- Leagues: Nationale Masculine 1
- Founded: 5 September 1935; 90 years ago
- Arena: Salle Damrémont
- Capacity: 2,000
- Location: Boulogne-sur-Mer, France
- President: Jean-Pierre Desgardin
- Head coach: Germain Castano
- Championships: 1 Pro B
- Website: somb.fr
| Home | Away |

= SOMB Boulogne-sur-Mer =

Stade Olympique Maritime Boulonnais, commonly known as SOMB, is a French professional basketball club based in Boulogne-sur-Mer, France. The team currently plays in the French third division, the Nationale Masculine 1.

==History==
SOMB was founded on 5 September 1935. In the first years, basketball remained dormant in the club; the first games were played in the 1939–40 season. After a stop of activities during World War II, the team became an official FFBB team in 1945. In 1953 the club started its bigger development: youth teams were added and the first team played in the national Second Division.

In the 2013–14 season, SOMB won the Pro B, and promoted to the Pro A for the first time. They were relegated back to Pro B after the season.
____
Set task:
Reproduce verbatim the passage of the SOMB Boulogne-sur-Mer club profile between "Stade Olympique Maritime" and "after the season.", inclusive.
____
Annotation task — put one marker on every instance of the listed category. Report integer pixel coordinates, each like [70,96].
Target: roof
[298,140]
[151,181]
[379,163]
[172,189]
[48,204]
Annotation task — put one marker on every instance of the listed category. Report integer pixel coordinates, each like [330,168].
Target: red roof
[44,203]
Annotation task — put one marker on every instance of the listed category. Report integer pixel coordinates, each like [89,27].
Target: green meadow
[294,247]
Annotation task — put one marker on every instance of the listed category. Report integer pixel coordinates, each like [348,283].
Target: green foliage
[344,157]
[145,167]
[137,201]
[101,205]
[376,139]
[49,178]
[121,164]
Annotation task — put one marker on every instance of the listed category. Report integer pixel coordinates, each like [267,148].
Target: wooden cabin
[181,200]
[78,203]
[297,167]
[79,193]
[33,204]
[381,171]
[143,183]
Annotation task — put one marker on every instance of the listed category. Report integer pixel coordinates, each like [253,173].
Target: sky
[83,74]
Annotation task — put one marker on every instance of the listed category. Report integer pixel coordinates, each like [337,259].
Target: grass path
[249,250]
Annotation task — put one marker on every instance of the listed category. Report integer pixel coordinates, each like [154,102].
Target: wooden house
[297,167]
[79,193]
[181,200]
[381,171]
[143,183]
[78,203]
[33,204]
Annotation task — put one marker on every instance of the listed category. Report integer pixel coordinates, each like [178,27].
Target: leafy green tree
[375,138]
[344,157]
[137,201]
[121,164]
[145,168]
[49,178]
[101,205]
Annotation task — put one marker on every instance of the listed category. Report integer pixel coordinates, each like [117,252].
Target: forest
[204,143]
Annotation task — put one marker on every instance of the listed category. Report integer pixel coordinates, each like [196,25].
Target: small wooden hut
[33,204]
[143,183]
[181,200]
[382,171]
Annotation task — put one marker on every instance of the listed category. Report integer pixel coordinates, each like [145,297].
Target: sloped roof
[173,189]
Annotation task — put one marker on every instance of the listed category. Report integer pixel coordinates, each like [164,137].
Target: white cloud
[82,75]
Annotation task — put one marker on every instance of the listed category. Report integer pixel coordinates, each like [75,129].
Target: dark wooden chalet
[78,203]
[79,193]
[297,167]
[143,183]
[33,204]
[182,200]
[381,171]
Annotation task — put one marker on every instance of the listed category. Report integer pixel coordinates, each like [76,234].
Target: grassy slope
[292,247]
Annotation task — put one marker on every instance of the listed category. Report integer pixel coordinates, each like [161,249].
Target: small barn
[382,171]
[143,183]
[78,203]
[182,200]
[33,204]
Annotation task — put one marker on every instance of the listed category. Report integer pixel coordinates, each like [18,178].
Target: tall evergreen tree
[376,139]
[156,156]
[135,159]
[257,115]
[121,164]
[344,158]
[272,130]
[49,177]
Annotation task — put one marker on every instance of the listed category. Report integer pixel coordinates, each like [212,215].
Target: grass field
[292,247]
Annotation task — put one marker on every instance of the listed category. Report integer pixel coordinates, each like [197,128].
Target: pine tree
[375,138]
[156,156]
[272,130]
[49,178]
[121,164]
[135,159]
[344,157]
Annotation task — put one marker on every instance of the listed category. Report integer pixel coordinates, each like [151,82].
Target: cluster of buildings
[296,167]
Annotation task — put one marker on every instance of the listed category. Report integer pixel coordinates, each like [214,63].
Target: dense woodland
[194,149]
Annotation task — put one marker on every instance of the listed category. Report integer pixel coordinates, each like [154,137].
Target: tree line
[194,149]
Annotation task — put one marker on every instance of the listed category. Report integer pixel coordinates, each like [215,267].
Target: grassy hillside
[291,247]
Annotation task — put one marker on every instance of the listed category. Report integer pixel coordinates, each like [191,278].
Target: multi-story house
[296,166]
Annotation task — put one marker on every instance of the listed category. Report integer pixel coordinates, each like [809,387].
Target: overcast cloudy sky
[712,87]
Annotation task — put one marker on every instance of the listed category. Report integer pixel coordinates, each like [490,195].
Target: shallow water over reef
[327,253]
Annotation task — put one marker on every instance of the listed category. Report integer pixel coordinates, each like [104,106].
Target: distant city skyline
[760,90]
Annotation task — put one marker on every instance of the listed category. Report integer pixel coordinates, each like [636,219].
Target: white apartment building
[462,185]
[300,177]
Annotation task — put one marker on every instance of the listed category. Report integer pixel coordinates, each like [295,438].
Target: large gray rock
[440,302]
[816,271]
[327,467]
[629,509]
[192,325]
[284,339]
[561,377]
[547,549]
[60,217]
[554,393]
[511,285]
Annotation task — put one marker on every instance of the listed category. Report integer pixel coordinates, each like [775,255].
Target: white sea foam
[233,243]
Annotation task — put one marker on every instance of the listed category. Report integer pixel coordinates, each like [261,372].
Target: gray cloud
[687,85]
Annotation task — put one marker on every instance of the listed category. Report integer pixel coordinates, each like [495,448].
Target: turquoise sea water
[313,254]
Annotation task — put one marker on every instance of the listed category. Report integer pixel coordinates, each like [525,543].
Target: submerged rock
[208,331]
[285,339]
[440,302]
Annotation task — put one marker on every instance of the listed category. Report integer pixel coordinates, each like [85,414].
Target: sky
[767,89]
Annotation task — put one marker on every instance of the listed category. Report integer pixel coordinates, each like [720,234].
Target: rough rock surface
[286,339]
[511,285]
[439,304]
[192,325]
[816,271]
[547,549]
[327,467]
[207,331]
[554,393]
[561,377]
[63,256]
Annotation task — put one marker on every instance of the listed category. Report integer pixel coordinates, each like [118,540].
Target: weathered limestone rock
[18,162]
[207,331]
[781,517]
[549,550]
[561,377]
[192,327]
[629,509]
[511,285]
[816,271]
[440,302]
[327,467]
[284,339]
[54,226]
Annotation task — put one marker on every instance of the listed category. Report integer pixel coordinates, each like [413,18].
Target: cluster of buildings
____
Problem solution:
Stade Olympique Maritime Boulonnais, commonly known as SOMB, is a French professional basketball club based in Boulogne-sur-Mer, France. The team currently plays in the French third division, the Nationale Masculine 1.

==History==
SOMB was founded on 5 September 1935. In the first years, basketball remained dormant in the club; the first games were played in the 1939–40 season. After a stop of activities during World War II, the team became an official FFBB team in 1945. In 1953 the club started its bigger development: youth teams were added and the first team played in the national Second Division.

In the 2013–14 season, SOMB won the Pro B, and promoted to the Pro A for the first time. They were relegated back to Pro B after the season.